* **DATASET**:
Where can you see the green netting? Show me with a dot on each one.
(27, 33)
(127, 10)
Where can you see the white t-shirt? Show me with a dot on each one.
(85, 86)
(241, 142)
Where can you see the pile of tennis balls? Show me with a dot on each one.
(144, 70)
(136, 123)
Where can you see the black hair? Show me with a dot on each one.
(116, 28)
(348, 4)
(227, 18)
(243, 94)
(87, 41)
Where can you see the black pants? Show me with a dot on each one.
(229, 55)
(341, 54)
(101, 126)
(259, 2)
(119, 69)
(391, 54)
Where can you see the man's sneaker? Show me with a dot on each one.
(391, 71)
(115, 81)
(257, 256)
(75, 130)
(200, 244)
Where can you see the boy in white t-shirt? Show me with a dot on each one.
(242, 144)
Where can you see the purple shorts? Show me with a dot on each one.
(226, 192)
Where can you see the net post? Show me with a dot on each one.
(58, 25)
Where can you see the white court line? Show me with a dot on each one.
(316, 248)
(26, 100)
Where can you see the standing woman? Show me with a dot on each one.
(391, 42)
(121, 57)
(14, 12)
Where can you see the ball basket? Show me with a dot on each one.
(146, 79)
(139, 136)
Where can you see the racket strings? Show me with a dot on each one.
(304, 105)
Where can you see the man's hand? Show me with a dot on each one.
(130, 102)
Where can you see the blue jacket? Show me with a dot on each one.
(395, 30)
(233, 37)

---

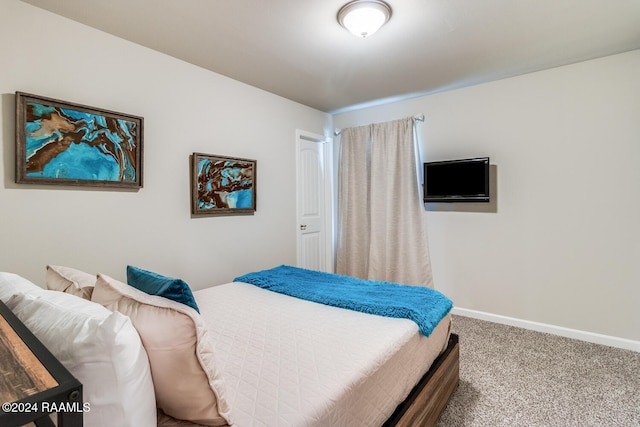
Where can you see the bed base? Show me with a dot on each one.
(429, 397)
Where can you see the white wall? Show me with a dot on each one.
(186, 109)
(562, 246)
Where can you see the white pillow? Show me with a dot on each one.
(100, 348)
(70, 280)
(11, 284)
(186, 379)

* **AIM**: How many lines in the items above contain the string "white"? Case matters, so answer with the number alone.

* **RESULT BELOW**: 5